§ **Набор записей**
++++++
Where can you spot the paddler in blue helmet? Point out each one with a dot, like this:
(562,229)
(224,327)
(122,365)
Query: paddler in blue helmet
++++++
Замените «blue» на «red» и приведите все записи заново, ничего больше не меняя.

§ **Решение задания**
Where can you spot the paddler in red helmet? Point out each one with a dot, like this:
(562,229)
(224,327)
(122,365)
Query: paddler in red helmet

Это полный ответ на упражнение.